**Task list:**
1 - Write out, word for word, the portion of the passage addressed to Eva from "That they are men." up to and including "else put together.".
2 - Resume the passage addressed to Eva, continuing it from its last line.

··· Extract ···

“Let me tell you, Eva… it will be difficult for you from now on.

You have to make one and only choice – whether to climb the ladder (and look down on them), or… go down.”

… You will meet boys in suits, with jackets slightly fitted at the waist (in order to make them look taller), with shirts in shades of pink.

Their one and only act of being romantic boils down to choosing the wine with one very short and jerky gesture, “Chardonnay!”, which is supposed to mean that they are avid connoisseurs of white wine…

Ooh, yes, and paying the bill.

And that’s all.

Afterwards, in the toilet of the bar, looking at the mirror with half-closed eyes and fixing the lapel of their jacket, full of confidence.

That they are men.

From that breed, the rare breed.

Their breed!

You will meet the same breed in suits, with fancy watches, with nice jobs and enviable positions… men who will give you one of their business cards with a gesture well worked-out, they will wait for everyone to calm down before they start telling their stories of how they passed their exams in prestigious universities, how they are two or three degrees or skills ahead of everybody else at the table.

Ahead of everybody else put together.

Put together, you will hear them criticise severely their boss, who “has no particular skills, doesn’t take the right decisions, but is the owner, on the other hand, well… a Bulgarian!”

Put together, THEY all – these shiny and elegant rehearsed smiles, they will be one insufficient ego, desperately chased after in shiny lease or company cars, they will be boys, there will be empty compliments how beautiful your curls are, there will be bars, there will be popular alcohol, there will be plenty of ice, … there will be ambitions.

They will dream for more than they have, they will have less than they want and they will give exactly as much as they can bear!

There will be quotes from books and films – cheap and regurgitated, which have filled up their beautiful vocabulary, acquired through Facebook posts, as well as their poor imagination.

They will tell you funny stories from their student’s life, you will hear how they “Can’t talk right now, (Bro)!”, and you will ask yourself whether… they really know that stories from “One Thousand and One nights” isn’t just a joke.

You will be leaving with that particular face of a woman who is thinking about what to wear the following day, staring absentmindedly through the window of the car.

What a pity.

What a pity that the one who is driving has no means of seeing the reflection of your face in the wing mirror.

He would understand! Vaguely, however.

He would vaguely guess the answer to the question which everyone is asking you:
“Why are you on your own?”

Because you cannot tolerate being an occasion for a cheap quote, a cheesy photo…

You are not mass-production, you don’t want to listen to jokes, you… You want to be told stories!

You will remain silent about those things which are not taught at a private university, paid for on credit.

··· Information supplied ···

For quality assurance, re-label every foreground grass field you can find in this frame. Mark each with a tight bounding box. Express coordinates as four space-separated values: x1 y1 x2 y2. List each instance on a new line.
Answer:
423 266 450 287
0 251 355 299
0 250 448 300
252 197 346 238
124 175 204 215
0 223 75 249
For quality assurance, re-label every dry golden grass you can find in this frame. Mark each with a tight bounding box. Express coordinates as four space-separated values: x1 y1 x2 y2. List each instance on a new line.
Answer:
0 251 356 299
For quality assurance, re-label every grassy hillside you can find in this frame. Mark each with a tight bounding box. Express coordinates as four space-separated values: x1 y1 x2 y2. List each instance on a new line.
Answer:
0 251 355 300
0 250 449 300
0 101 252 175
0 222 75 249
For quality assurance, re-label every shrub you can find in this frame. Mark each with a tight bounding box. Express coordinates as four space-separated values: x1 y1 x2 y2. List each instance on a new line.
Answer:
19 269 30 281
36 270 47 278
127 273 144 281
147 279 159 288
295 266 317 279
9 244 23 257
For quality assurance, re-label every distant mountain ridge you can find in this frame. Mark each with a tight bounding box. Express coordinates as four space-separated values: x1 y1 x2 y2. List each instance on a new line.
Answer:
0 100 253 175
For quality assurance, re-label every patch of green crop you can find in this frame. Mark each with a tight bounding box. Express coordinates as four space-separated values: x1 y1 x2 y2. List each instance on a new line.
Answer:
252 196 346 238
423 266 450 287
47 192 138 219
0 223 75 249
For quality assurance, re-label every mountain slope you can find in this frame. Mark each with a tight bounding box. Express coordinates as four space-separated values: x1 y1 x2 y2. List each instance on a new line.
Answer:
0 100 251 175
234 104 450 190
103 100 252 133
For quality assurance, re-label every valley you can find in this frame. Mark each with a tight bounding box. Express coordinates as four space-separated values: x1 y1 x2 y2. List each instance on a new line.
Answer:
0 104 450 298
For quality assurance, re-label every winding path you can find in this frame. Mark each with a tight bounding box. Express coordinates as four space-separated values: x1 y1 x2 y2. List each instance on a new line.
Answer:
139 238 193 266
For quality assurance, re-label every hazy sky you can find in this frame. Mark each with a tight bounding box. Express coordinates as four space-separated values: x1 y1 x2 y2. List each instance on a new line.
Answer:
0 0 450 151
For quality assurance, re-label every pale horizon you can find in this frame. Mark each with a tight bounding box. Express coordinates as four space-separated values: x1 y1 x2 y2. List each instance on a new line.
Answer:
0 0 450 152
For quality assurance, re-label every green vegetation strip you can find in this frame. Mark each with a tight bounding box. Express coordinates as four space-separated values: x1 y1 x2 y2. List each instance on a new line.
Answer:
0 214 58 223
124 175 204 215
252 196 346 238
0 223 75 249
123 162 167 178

···
··· Information supplied ···

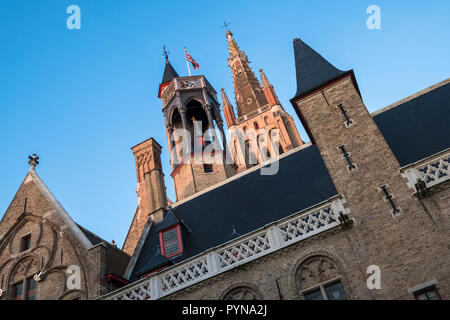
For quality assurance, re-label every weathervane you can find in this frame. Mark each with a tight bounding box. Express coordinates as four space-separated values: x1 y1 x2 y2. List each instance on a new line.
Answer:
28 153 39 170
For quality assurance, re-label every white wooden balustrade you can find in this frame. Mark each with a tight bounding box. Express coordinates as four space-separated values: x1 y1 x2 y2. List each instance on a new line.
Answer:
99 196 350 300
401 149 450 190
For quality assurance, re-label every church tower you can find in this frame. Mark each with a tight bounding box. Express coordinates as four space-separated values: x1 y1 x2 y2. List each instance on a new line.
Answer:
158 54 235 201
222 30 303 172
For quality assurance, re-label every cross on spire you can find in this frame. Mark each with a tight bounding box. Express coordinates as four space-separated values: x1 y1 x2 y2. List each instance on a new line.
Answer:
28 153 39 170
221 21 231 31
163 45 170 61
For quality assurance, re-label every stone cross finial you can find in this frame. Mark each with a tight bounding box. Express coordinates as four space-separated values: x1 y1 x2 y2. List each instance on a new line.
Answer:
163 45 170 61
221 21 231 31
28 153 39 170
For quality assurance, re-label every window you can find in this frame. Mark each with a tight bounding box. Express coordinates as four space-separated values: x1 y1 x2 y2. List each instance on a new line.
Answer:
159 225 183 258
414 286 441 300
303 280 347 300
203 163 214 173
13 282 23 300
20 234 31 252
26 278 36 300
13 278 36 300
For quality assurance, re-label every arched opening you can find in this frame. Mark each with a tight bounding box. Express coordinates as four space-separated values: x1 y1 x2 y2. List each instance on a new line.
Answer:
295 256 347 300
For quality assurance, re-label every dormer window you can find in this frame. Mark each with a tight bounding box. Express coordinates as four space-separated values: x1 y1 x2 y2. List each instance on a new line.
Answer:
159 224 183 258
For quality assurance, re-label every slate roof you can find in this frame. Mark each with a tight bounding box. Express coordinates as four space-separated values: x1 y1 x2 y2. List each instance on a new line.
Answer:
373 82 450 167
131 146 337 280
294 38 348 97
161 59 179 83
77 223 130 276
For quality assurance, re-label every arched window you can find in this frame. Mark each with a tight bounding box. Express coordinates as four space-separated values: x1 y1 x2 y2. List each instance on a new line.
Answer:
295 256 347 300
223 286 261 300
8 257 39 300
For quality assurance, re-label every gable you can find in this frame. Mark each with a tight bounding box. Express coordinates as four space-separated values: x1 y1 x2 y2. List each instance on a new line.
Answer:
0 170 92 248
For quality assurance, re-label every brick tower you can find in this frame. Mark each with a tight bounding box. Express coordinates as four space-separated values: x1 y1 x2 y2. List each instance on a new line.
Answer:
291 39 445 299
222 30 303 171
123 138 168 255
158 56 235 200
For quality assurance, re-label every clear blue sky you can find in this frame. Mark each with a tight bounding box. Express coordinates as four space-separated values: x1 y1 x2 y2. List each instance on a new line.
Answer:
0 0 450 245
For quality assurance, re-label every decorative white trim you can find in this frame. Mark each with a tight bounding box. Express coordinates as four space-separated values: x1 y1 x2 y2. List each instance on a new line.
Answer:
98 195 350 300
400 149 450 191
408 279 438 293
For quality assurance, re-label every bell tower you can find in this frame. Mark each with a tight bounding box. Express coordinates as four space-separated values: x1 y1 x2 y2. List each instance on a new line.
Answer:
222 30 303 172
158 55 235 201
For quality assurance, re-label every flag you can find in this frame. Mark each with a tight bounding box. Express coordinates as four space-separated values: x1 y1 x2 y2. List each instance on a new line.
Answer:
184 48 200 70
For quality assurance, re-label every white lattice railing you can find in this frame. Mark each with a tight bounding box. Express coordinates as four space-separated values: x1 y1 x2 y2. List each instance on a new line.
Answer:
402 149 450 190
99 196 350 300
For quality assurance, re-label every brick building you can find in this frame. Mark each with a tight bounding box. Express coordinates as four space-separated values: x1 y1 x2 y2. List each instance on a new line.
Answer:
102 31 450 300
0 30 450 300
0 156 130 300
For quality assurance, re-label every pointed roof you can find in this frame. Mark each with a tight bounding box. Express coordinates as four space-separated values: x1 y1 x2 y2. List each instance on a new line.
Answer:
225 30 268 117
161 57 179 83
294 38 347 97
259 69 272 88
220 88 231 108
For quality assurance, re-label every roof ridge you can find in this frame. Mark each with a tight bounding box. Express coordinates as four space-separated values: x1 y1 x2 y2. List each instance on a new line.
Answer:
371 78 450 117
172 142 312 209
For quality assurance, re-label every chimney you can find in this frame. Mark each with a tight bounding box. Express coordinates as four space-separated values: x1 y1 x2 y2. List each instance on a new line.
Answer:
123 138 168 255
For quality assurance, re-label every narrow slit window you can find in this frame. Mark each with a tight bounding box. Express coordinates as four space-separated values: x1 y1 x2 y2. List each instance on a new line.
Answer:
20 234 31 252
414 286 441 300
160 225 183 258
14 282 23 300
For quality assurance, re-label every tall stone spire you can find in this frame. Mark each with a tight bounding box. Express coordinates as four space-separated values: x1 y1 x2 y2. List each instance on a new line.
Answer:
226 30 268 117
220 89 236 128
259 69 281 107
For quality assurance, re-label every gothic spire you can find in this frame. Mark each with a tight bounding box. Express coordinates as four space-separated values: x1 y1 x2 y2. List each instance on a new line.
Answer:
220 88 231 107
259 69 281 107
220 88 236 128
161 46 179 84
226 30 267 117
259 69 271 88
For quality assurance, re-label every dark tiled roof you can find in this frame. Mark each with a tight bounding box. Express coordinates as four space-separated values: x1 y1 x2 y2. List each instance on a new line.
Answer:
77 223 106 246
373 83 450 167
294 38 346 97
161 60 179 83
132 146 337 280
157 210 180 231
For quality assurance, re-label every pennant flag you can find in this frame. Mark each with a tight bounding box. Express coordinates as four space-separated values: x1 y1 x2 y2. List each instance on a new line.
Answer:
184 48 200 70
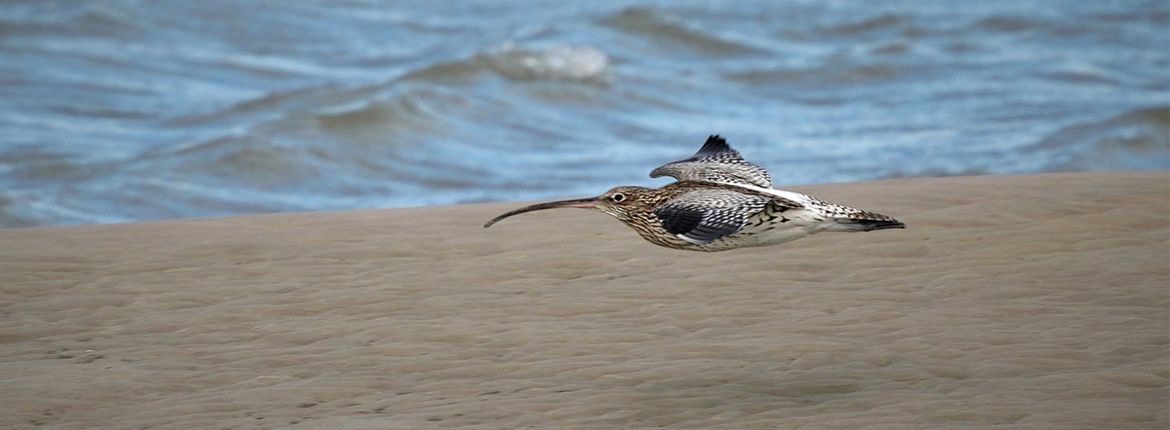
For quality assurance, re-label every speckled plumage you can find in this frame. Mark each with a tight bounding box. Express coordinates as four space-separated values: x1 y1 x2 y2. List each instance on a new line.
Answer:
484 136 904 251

···
··· Information supplied ···

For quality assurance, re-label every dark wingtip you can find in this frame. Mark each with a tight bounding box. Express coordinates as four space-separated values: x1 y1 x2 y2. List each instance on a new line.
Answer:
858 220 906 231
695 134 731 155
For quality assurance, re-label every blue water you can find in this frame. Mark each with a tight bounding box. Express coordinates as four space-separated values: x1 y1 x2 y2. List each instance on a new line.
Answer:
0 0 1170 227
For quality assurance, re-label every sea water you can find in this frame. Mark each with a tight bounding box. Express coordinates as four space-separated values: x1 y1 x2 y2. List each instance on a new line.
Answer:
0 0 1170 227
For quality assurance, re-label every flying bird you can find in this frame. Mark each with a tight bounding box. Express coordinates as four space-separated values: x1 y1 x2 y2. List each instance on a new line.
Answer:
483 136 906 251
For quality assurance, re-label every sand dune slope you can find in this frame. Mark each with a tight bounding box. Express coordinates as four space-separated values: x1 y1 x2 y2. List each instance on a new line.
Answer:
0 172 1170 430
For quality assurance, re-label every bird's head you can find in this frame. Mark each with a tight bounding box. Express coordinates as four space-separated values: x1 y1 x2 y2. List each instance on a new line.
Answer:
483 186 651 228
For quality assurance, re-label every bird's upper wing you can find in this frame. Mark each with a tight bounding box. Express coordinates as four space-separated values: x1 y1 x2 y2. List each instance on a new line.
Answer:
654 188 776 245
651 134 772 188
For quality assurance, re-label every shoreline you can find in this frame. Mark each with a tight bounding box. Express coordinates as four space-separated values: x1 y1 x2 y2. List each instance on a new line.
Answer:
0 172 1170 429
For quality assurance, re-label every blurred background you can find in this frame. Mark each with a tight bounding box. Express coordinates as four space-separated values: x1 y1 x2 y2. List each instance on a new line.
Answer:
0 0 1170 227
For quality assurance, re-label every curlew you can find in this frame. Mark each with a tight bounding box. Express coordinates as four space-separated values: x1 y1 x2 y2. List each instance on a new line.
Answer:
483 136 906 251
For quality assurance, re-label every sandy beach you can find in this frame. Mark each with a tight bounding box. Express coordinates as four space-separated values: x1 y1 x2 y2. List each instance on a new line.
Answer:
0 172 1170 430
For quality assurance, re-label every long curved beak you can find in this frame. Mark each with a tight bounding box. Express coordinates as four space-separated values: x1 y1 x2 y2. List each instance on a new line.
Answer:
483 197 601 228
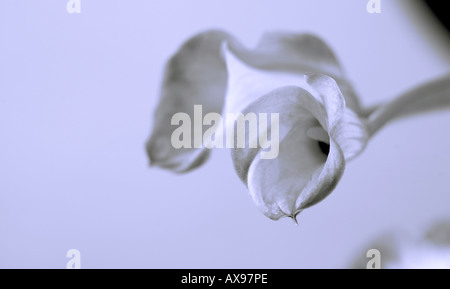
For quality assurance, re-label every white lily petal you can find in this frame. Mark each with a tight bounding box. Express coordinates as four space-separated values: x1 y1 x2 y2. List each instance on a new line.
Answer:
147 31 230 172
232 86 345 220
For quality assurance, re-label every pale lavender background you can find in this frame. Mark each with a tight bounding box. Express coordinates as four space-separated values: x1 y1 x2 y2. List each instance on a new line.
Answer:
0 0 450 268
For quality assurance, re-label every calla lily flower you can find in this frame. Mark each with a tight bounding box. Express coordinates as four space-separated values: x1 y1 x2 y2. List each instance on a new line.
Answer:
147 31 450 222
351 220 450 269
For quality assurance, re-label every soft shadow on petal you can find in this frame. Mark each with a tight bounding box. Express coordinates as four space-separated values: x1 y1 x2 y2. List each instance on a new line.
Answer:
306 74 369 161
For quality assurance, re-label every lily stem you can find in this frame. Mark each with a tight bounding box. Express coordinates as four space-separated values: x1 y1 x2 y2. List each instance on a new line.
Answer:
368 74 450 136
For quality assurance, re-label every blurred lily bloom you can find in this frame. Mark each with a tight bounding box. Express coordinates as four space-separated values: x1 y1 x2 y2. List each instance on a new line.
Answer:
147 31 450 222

···

**Written answers:**
1 -
That they are men.

From that breed, the rare breed.

Their breed!

You will meet the same breed in suits, with fancy watches, with nice jobs and enviable positions… men who will give you one of their business cards with a gesture well worked-out, they will wait for everyone to calm down before they start telling their stories of how they passed their exams in prestigious universities, how they are two or three degrees or skills ahead of everybody else at the table.

Ahead of everybody else put together.

2 -
Let me have their privacy, for real!

Businessmen are not formed through the straight creases of their trousers and the fashionable shirt is not a guarantee for elegance! Simply because pink doesn’t suit everybody!!!

The position on their business card is not their personal signature.

And their signature, without the name of the company which they work for, is not worth a damn!

The fact that their name is registered somewhere doesn’t make them leaders.

A good position doesn’t always include the title “manager”!

In fact, “manager” is a title, used to quench someone’s thirst to sound serious and it rarely implies what it actually means.

Criticising the person who gives you the opportunity to do something meaningful in your life doesn’t make him a bigger fool than you are yourself!

You will know that these ambitions, dressed in suits, call a night, spent under the starry sky, an old-fashioned and unaccomplished act of being romantic.

Not because they are ashamed to be romantic.

But because they are unable to!

There, under some obscure sky! There is nobody to see them, see the showcase of their new shoes (or new wheels), nobody to applaud their speeches, learned by heart and composed of their stale phrases.

And you will be on your own.

You will choose to do so.

You will feel sad when they accuse you of believing in fairy tales and princes and one day you will get tired.

You will get tired of explaining.

Men, in that specific form and condition in which they can be affirmatively called such, are very few in numbers, very few on display and very few… in fact.

Whether they have a personal tailor, or they wear a leather jacket, it’s all the same and in both cases they look irresistibly elegant.

They can probably afford a shirt form the most expensive boutique in Europe, but if it doesn’t suit them, no matter how fashionable it might be, they won’t wear it.

They are no jokers!!!

They would gladly share their jacket with you while you are making ridiculous attempts to count the stars and they wouldn’t hesitate to correct you that you are actually… counting them backwards!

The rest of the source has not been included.